Task list:
A - Name every section heading listed under "In this article" in the KML and KMZ article.
B - Rewrite the passage of the KML and KMZ article between "It is routine" and "from PDF plans.", inclusive, with "survey firms" changed to "inspection contractors".

Document text:
# # # # # # #
By the myPitLab team · Last updated 8 July 2026 · 5 min read
TL;DR
- Many UK drainage and utility clients want KML or KMZ for GIS — not just PDF sheets and DXF for CAD
- GIS handover fails when coordinates are wrong, attributes are missing or geometry was traced from PDFs instead of exported from structured inspection data
- KML suits web GIS and Google Earth; KMZ packages icons and attachments for offline client review
- Export from the same approved inspection record that generates PDF and DXF — one source of truth, three deliverables
- QA before publish prevents the most common GIS rejections: wrong CRS, duplicate IDs, missing pipe attributes

Key takeaways
- KML/KMZ is a client deliverable, not an internal convenience — specify attributes and CRS in the PO
- Points should carry asset ID, cover level, chamber depth and pipe summary fields clients can query
- KMZ with embedded photos helps client validation without opening separate folders
- Never hand-trace PDFs into GIS when structured export exists — trace data drifts from field truth
- Pair GIS export with office QA and client portal delivery
In this article
- Why clients ask for KML and KMZ
- KML vs KMZ — when to use which
- What attributes UK GIS teams expect
- Coordinates and CRS — where exports fail
- From approved inspection to GIS layer
- Frequently asked questions
Introduction
Your drainage survey is done. PDF sheets are approved. DXF went to the designer. Then the client's GIS team emails: "Can we get KML?"
It is routine on UK water company, council and developer handovers. Asset points in GIS drive maintenance, modelling and future PAS128 updates. Yet many survey firms treat KML as an afterthought — a quick export from whatever points they have, or worse, digitised from PDF plans.
# # # # # # #
Material:
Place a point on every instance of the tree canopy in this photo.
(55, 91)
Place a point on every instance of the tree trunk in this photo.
# # # # # # #
Results in order:
A -
- Why clients ask for KML and KMZ
- KML vs KMZ — when to use which
- What attributes UK GIS teams expect
- Coordinates and CRS — where exports fail
- From approved inspection to GIS layer
- Frequently asked questions

B -
It is routine on UK water company, council and developer handovers. Asset points in GIS drive maintenance, modelling and future PAS128 updates. Yet many inspection contractors treat KML as an afterthought — a quick export from whatever points they have, or worse, digitised from PDF plans.